Get to admin mode if you have one.

Open a "my Computer" (Explorer) window. 
Find and highlight the folder.
Select "tools" from the menu bar
Select "folder options"
Select "view" and scroll down to the bottom
UNCHECK "Remember each folder's view settings"
UNCHECK "Restore previous folder windows at logon"
Click on "apply" 
Click on "OK"
Highlight the folder and delete it.

If the file folder on the desktop is still there, right-click on it
Select properties.
Uncheck "read only" if it is green
Click on "Advanced"
uncheck "allow fast indexing"
click on "apply" "OK" "OK" "OK"
RIGHT-click on the icon on the desktop and select delete, and then "OK"

Lessee what that duzz.


----------



## frank b (Nov 5, 2003)

Don't know how to get to adm. mode so I went into properties of that folder, unchecked read only, went to advance and allow fast indexing was not checked. I clicked apply than ok.

I than deleted it, rebooted the computer and it has not come back to the desktop yet.


Well that didn't last long. It is back

I can delete this folder with a file in it and when it comes back, it is empty - go figure.


----------



## Harry Chickpea (Dec 19, 2008)

OK, try booting into safe mode and then doing the above. Safe mode is a restart where you press the F8 key for the options, or, IIRC, the Ctrl or windows key. The screen display will look strange but it may eliminate loading a driver that is causing a problem.


----------



## frank b (Nov 5, 2003)

OK, went to safe mode, unchecked read only & fast indexing. I than deleted it in safe mode and rebooted. It is not on the desktop right now but I will bet within the hour or perhaps tomorrow morning it will be there.

This is crazy!


----------



## Harry Chickpea (Dec 19, 2008)

Be thankful it isn't an old girlfriend...


----------



## WhyNot (Jun 21, 2011)

Frank. Have you even looked at the options in the program you used to listen to the music to see if that folder is a default location for it? This has been suggested several times but I don't see where you've investigated that. If you need help finding the options, let us know what program it is.


----------



## frank b (Nov 5, 2003)

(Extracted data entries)
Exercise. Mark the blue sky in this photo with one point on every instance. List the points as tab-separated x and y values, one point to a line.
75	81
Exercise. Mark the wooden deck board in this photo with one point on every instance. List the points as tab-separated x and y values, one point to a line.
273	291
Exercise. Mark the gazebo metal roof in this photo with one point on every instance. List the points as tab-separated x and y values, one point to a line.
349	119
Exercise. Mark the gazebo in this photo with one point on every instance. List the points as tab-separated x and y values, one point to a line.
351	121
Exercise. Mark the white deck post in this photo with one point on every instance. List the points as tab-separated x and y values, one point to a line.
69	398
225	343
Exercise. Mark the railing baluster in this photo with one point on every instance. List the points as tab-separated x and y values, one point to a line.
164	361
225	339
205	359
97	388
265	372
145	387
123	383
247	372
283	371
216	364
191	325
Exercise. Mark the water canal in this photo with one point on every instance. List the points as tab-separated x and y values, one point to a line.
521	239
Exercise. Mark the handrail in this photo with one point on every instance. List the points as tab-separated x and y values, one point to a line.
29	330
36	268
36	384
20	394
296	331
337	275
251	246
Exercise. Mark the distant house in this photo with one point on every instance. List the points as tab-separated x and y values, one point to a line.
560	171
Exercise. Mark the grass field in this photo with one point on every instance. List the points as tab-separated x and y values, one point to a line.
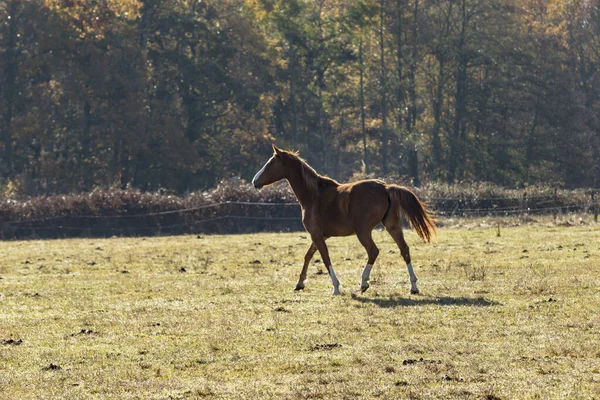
501	315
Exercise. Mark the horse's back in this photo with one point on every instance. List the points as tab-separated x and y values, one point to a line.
367	202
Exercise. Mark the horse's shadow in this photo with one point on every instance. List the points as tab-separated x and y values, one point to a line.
394	301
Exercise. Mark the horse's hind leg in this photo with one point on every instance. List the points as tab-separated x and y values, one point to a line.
393	225
309	254
366	240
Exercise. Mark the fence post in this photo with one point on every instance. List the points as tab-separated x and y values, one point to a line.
524	204
555	203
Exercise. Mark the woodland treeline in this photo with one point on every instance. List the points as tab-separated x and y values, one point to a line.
179	94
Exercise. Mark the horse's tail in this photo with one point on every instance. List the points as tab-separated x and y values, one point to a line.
404	199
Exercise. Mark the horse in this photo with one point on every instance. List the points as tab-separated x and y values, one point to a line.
332	209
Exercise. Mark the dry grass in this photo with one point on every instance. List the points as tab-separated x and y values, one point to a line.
499	317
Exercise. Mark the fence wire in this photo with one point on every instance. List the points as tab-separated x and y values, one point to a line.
243	216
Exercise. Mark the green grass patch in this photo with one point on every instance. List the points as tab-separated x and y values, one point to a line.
503	316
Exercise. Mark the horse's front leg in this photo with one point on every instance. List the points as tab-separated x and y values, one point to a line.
319	242
309	254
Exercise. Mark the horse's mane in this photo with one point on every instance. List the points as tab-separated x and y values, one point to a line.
312	179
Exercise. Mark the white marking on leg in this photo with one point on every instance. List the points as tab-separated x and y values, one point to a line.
259	173
334	280
366	276
413	279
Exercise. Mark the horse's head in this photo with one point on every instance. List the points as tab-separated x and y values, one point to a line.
272	171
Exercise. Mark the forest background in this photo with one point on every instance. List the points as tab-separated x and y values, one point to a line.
180	94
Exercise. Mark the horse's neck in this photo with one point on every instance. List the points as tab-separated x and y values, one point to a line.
304	195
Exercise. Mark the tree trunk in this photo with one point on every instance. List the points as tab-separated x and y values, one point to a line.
362	106
10	83
460	103
437	116
413	159
385	140
85	147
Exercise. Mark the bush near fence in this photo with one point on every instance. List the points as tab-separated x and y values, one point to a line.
234	206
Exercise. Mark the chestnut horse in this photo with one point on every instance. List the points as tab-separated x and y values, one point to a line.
332	209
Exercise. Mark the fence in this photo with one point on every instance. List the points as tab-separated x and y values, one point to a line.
245	217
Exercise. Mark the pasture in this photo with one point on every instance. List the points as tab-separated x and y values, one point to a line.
501	315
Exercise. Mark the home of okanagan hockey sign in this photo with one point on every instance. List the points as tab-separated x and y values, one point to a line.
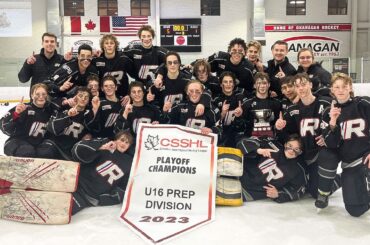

§ Exercise instructions
Transcribe the part of the forum thread about the reappearing desktop folder that begins at the words "Get to admin" and stops after the words "and delete it.".

§ Correct answer
Get to admin mode if you have one.

Open a "my Computer" (Explorer) window. 
Find and highlight the folder.
Select "tools" from the menu bar
Select "folder options"
Select "view" and scroll down to the bottom
UNCHECK "Remember each folder's view settings"
UNCHECK "Restore previous folder windows at logon"
Click on "apply" 
Click on "OK"
Highlight the folder and delete it.